## To do
Give back the material word for word, every line included.
==============================
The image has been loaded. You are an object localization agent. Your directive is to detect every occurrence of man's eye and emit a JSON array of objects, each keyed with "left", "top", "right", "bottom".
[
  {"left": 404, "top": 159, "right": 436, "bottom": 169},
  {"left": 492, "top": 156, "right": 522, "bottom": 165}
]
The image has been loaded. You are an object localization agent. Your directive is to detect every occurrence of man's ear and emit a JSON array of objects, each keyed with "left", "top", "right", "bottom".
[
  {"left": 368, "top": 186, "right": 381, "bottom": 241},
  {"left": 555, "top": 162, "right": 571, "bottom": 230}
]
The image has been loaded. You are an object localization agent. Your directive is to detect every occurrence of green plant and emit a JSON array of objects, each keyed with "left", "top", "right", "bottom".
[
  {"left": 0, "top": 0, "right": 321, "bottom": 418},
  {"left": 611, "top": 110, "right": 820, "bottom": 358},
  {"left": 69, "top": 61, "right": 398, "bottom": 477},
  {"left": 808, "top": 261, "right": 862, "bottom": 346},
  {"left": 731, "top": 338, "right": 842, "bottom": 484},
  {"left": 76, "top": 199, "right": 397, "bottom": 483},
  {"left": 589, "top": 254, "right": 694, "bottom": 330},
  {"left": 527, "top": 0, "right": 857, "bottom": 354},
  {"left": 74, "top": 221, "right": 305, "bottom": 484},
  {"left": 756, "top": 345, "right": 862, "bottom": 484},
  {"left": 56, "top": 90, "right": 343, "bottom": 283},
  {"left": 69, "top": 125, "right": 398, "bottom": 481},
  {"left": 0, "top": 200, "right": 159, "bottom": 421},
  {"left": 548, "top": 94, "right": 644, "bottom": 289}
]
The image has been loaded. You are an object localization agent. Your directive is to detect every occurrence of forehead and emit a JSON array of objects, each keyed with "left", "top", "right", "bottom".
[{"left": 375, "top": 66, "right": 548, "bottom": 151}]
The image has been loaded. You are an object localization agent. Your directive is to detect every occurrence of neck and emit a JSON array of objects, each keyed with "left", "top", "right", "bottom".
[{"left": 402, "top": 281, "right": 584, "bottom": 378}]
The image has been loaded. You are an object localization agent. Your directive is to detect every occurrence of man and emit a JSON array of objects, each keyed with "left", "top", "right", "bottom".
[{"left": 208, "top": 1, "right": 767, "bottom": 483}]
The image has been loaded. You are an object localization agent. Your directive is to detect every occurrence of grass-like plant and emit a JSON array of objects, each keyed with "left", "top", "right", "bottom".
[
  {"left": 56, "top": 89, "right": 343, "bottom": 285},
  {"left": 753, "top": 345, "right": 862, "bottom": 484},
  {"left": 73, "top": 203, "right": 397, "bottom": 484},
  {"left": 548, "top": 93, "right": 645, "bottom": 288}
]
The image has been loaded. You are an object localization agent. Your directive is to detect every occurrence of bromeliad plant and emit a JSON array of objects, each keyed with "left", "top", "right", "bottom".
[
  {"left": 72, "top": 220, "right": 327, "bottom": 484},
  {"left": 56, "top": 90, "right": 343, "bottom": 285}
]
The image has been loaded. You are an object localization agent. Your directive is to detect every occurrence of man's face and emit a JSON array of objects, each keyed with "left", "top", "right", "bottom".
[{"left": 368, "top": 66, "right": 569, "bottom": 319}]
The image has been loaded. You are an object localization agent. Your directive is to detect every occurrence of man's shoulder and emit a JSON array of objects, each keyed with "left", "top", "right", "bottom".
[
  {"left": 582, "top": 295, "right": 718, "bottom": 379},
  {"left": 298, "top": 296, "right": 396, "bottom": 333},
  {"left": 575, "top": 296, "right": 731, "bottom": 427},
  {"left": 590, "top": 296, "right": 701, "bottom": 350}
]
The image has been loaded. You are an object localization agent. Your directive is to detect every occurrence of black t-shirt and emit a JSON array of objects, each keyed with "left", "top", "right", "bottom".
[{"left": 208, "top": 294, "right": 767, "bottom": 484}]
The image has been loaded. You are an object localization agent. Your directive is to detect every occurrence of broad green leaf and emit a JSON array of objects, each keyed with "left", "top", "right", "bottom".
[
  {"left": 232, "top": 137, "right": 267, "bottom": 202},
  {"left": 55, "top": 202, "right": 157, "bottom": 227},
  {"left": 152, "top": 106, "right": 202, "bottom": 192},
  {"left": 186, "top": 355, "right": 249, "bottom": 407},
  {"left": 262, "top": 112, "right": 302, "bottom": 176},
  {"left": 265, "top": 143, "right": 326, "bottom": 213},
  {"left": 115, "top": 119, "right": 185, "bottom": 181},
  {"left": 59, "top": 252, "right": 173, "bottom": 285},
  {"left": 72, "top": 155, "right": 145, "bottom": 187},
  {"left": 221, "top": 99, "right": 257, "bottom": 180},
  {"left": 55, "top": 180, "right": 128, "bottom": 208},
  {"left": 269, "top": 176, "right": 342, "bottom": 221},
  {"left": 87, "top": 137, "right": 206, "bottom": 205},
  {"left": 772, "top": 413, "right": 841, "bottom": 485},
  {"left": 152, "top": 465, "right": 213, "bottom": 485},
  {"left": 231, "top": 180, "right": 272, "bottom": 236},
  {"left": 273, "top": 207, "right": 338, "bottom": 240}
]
==============================
## Solution to this exercise
The image has been loaded. You are an object localization agent. Your directive is to detect every occurrence of man's eye and emit a JSON array of objects, each keyed with "left", "top", "right", "bottom".
[
  {"left": 404, "top": 159, "right": 436, "bottom": 169},
  {"left": 492, "top": 156, "right": 522, "bottom": 165}
]
The image has been loaded. You are an object localization agent. Your directive is to detect every occurrence of man's ear and emit a JSON array of objects, each keyed with "left", "top", "right", "bottom".
[
  {"left": 368, "top": 186, "right": 381, "bottom": 241},
  {"left": 555, "top": 162, "right": 571, "bottom": 230}
]
The image has been loaded. You are an object localization agent. Your directive is to detect every occurrence of green plant and emit a JSON array of objects, each keyed with "left", "top", "right", "bottom".
[
  {"left": 0, "top": 0, "right": 321, "bottom": 418},
  {"left": 611, "top": 110, "right": 820, "bottom": 358},
  {"left": 69, "top": 61, "right": 398, "bottom": 477},
  {"left": 808, "top": 261, "right": 862, "bottom": 346},
  {"left": 731, "top": 338, "right": 842, "bottom": 484},
  {"left": 76, "top": 199, "right": 397, "bottom": 483},
  {"left": 589, "top": 254, "right": 694, "bottom": 330},
  {"left": 527, "top": 0, "right": 857, "bottom": 354},
  {"left": 74, "top": 221, "right": 305, "bottom": 484},
  {"left": 756, "top": 345, "right": 862, "bottom": 484},
  {"left": 56, "top": 90, "right": 343, "bottom": 283},
  {"left": 69, "top": 125, "right": 398, "bottom": 481},
  {"left": 0, "top": 200, "right": 159, "bottom": 421},
  {"left": 548, "top": 94, "right": 644, "bottom": 289}
]
The image has been loaded. You are an object localization agent. Your directive is to detect every occurrence of forehead and emit a JSON array of objects, each keyed with "left", "top", "right", "bottom".
[{"left": 375, "top": 66, "right": 548, "bottom": 151}]
The image has been loaded. You are an object localization agent. Your directive is to detect every occurrence of neck and emit a JSON array of objects, each keyed with "left", "top", "right", "bottom".
[{"left": 402, "top": 281, "right": 584, "bottom": 378}]
The image has been loaded. You are an object localization agent. Your directive is to detect every occurrence of man and emit a JSON array of objects, each keyed with "left", "top", "right", "bottom".
[{"left": 208, "top": 1, "right": 767, "bottom": 483}]
The image has been loaded. You are an object localization agent. Your directive is to detect every occurrence of grass-like plant and emit a JSON array of objects, each keyed with "left", "top", "right", "bottom".
[
  {"left": 56, "top": 89, "right": 343, "bottom": 285},
  {"left": 753, "top": 345, "right": 862, "bottom": 484},
  {"left": 73, "top": 203, "right": 397, "bottom": 484},
  {"left": 548, "top": 93, "right": 645, "bottom": 288}
]
The image has been loaded. You are an object localization agent. Your directive is to detect every occurrence of bromeliad plant and emit a JSON array of objects, each keyed with "left", "top", "right", "bottom".
[
  {"left": 72, "top": 220, "right": 327, "bottom": 484},
  {"left": 56, "top": 90, "right": 343, "bottom": 285}
]
The image has been loaded. You are an object localization agent. Your directive is to detect every occurrence of man's face and emit a JSON array of objects, each keyed with "left", "top", "right", "bottom".
[{"left": 368, "top": 66, "right": 569, "bottom": 319}]
The image has been loaded. You are an object localization agent. Your directive is to detect every occurrence of man's shoulder and emit a JSON array of objects, each keyed with "left", "top", "right", "bottom".
[
  {"left": 582, "top": 295, "right": 718, "bottom": 379},
  {"left": 298, "top": 296, "right": 396, "bottom": 333},
  {"left": 575, "top": 296, "right": 731, "bottom": 427},
  {"left": 590, "top": 296, "right": 701, "bottom": 350}
]
The image has been loaded. You are an object localization agent. Your directive is to detect every occurrence of black t-shirt and emit a JSON array of objects, each keyed with "left", "top", "right", "bottom".
[{"left": 208, "top": 294, "right": 767, "bottom": 484}]
The image has been loaded. You are an object localization agent. Your directive is to detect every occurrence of broad green leaf and emit a JSON array of objects, each keyed with "left", "top", "right", "bottom".
[
  {"left": 232, "top": 137, "right": 267, "bottom": 202},
  {"left": 55, "top": 202, "right": 157, "bottom": 227},
  {"left": 152, "top": 106, "right": 202, "bottom": 192},
  {"left": 186, "top": 355, "right": 249, "bottom": 407},
  {"left": 262, "top": 112, "right": 302, "bottom": 176},
  {"left": 265, "top": 143, "right": 326, "bottom": 213},
  {"left": 115, "top": 119, "right": 185, "bottom": 181},
  {"left": 59, "top": 252, "right": 173, "bottom": 285},
  {"left": 72, "top": 155, "right": 145, "bottom": 187},
  {"left": 221, "top": 99, "right": 257, "bottom": 180},
  {"left": 55, "top": 180, "right": 128, "bottom": 208},
  {"left": 269, "top": 176, "right": 342, "bottom": 221},
  {"left": 87, "top": 137, "right": 206, "bottom": 205},
  {"left": 772, "top": 413, "right": 841, "bottom": 485},
  {"left": 152, "top": 465, "right": 213, "bottom": 485},
  {"left": 231, "top": 180, "right": 272, "bottom": 236},
  {"left": 273, "top": 207, "right": 338, "bottom": 240}
]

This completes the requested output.